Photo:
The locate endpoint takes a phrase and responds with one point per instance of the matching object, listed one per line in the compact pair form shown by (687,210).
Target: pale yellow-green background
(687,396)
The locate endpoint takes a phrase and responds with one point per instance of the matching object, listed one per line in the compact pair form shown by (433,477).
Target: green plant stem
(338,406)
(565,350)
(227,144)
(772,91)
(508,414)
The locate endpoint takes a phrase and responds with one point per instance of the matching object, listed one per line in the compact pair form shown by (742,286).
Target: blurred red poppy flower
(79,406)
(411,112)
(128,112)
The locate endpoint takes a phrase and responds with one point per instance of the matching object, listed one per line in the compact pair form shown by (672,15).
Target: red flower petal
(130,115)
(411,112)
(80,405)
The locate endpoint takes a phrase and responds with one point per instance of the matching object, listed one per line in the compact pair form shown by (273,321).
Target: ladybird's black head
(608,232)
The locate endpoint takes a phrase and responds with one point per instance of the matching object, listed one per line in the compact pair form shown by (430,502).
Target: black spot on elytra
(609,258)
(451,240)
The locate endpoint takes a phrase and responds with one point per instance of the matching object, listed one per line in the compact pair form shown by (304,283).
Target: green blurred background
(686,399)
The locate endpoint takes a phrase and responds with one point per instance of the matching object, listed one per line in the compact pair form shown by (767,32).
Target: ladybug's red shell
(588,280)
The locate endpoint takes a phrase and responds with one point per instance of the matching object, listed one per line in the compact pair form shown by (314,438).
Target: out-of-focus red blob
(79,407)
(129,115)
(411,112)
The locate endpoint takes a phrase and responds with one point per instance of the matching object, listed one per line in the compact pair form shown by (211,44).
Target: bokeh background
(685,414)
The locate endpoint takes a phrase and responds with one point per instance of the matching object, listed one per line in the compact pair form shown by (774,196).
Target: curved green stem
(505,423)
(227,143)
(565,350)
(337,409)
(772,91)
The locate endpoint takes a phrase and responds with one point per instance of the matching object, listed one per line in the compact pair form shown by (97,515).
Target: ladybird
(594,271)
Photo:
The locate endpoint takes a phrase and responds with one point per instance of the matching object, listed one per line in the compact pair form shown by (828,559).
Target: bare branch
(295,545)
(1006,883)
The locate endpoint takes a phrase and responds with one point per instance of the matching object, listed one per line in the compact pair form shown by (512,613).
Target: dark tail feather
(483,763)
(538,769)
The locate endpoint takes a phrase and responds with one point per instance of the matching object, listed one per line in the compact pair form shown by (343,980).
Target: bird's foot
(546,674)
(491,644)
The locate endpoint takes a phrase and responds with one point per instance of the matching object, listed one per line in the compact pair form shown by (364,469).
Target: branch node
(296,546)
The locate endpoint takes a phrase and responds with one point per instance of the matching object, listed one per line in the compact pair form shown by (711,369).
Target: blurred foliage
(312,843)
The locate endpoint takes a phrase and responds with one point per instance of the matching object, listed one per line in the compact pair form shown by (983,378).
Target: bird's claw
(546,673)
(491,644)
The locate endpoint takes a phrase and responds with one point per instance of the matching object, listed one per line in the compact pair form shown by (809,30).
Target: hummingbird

=-=-=-=-=

▸ GOAL OF THE EXERCISE
Please output exactly the lines between the one holding "shown by (711,369)." and the one holding "shown by (983,378)." in the records above, inclusive, and nothing more.

▸ RESULT OF THE TASK
The locate endpoint takes a phrase and responds with one point per instance of the matching object, listed one per line in the compact pair form shown by (711,369).
Target: blurred foliage
(312,843)
The locate endpoint takes a phrase and responds with one point per instance of the matching object, listed one per line in the compact pair form shown by (983,378).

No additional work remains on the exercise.